## [Выбранный отрывок]
============

Своеобразный, очень своеобразный юмор. Впрочем, каким еще быть юмору в этих местах?
* * *
И еще один шмон. Разумеется, как и все предыдущие, «бессмысленный и беспощадный». Мои потери на этот раз – ножницы и заточка. Заточку за несколько пачек «фильтровых» сигарет можно будет заказать местным умельцам на «промке» (еще лучше прежнего сделают в самое ближайшее время). С ножницами – сложнее. Скорее всего, их придется украсть на «промке» и пронести в барак в ботинке под стелькой. Правда, если при выходе с работы будут не просто формально охлопывать по карманам, а «шмонать» с фанатизмом, используя металлоискатель, то неприятностей не избежать, но… авось, обойдется!
Удивительно, но оба ушедших в ходе шмона предмета до сих пор относятся к разряду «запретных», т. е. предметов, которые иметь в зоне запрещено. Ситуация сродни «эффекту Полишинеля». Все знают, что эти вещи – «запрет», но у всех они есть (да и как без них обходиться?), специально их никто не ищет, но если они появляются на глаза представителям администрации – их изымают. Понятно, при полном осознании, что через считанные дни они снова появятся.
У соседей потери куда более ощутимей – спортивные костюмы, кроссовки, теплые «вольные» вещи. Между прочим, арестантам разрешается иметь одежду и обувь, необходимые для занятий спортом. Значит, впереди утомительные процедуры «обивания порогов» у отрядника, начальника оперчасти и прочих представителей администрации. Если повезет, то кое что из пропавшего будет где-то и обнаружено и возвращено, но, скорее всего, эти вещи исчезли бесследно. Разве что всплывут в ассортименте товаров у лагерного барыги (в обмен на другие вещи, за сигареты, за наличные деньги и т. д.).
Впрочем, материальные потери от шмонов, как правило, уступают потерям моральным. В ходе каждого подобного «мероприятия» многие наши вещи не просто меняют место своего нахождения, а разбрасываются, портятся, ломаются, пачкаются. После предыдущего шмона на моем обнаруженном под кроватью полотенце красовался отчетливый отпечаток рифленой подошвы башмака кого-то из контролеров. На добрую, так сказать, память!
А еще в ходе шмонов принято извлекать и выбрасывать картонки (развернутые коробки для продуктов) из-под наших матрасов. С их помощью мы пытаемся выравнивать наши продавленные койки. Дело в том, что конструкция нынешних арестантских кроватей (возможно, это только в нашей зоне), весьма специфичная – ни панцирных сеток, ни пружинного плетения – днища у них образуют приваренные крест-накрест хлипкие железные полосы, имеющие особенность или прогибаться до самого пола, или отрываться вовсе. Почему-то никого, кроме нас, эта проблема не интересует. Решаем ее как можем (самое реальное – договориться с лагерными сварщиками за сигареты), в том числе и с помощью этих самых картонок, которые в ходе шмонов столь безжалостно изымаются.

============

## [Задание 1]
Какие две вещи рассказчик лишился на этот раз, согласно отрывку о шмонах?
## [Задание 2]
Напишите продолжение отрывка о шмонах в зоне, начиная сразу после его последнего предложения.

============

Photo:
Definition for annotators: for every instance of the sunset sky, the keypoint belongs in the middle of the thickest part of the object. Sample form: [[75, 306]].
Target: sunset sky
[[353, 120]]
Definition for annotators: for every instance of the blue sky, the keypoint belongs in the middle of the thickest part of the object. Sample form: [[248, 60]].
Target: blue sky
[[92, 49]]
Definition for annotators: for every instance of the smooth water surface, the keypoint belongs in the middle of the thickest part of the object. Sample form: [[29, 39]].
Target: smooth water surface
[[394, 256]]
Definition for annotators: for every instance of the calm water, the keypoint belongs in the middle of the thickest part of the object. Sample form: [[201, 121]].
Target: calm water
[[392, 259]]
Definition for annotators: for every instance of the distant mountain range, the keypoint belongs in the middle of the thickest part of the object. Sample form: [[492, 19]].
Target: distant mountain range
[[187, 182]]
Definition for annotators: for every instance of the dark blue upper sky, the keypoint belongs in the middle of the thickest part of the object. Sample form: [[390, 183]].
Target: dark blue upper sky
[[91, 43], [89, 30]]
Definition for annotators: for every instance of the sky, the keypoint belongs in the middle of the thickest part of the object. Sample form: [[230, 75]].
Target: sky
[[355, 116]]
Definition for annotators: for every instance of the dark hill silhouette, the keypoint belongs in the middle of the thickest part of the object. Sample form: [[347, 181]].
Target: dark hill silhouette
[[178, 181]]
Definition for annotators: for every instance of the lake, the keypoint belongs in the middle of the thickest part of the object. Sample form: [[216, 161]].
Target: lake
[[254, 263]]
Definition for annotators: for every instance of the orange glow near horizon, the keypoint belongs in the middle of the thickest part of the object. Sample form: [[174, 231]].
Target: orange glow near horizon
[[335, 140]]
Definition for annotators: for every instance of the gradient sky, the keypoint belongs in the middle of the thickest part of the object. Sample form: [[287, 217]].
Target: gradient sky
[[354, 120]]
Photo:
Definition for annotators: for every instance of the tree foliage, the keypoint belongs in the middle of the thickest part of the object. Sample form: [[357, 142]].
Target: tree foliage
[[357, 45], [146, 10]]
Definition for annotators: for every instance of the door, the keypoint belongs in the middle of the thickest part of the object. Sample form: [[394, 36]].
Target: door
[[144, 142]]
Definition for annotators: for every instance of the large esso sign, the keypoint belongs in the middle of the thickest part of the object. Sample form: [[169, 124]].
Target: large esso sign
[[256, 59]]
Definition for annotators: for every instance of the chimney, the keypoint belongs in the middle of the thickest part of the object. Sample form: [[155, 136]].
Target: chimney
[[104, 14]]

============

## [Ответ 1]
Ножницы и заточку.

## [Ответ 2]
Кстати, пока доверял дневнику подробности последнего шмона, выяснилось, что в ходе его я лишился не только заточки и ножниц. Заодно с «запретами» исчезла нераспечатанная стограммовая пачка растворимого кофе и три пачки сигарет с фильтром, приготовленных на текущие нужды (пачку – уборщику барака, пачку – заготовщику пищи и т. д.). Ситуация более чем типичная. Когда же они накурятся и когда же чужой кофе начнет вызывать у них рвотный рефлекс?
Конечно, я могу написать «телегу» с описанием случившегося на имя начальника колонии, я даже имею право обратиться в суд. Вот только как я смогу доказать, что эту кражу совершили люди в погонах, для которых шмон – главная составляющая часть их работы, а результаты этого шмона (и сигареты, и кофе, и много чего еще) – важная прибавка к основному жалованью (как бы даже не наоборот), а не мои соседи? Кажется, здесь я бессилен, и бессилие это изначально запрограммировано в состав всех ощущений, что я призван здесь испытать, как важное дополнение к самому факту (не важно, заслуженного или нет) моего наказания.
* * *
Жаль молодых. Тех, кто еще не имеет собственного жизненного опыта, собственного «чутья» на жизненные ситуации. Тех, кто принимает первые впечатления от здешних нравов и обстановки за истинные и окончательные. А итоге – подмена понятий, подмена принципов, подмена морали, подмена много еще чего очень важного. Шлифовка характера и закаливание воли происходит здесь у тех, кто уже имел эти качества на воле. Если же формирование устоев личности начинается уже «за колючкой», с полузачаточного состояния, тем более, с «нуля» – рождается не личность, а монстр – «гомо арестанту с» с искривленным сознанием, с извращенными представлениями о том, что такое «хорошо» и что такое «плохо», что вполне естественно.
* * *
У каждой зоны свое лицо, свои приметы, свои традиции. И наша – не исключение. Одна из особенностей ее «фирменного стиля» – восьмой дворик. Спросить через пять-семь лет у человека, сидевшего здесь: «А помнишь восьмой дворик?» – собеседник непременно встрепенется, закивает, возможно, даже улыбнется. Правда, улыбка будет кривой: «Конечно, помню…»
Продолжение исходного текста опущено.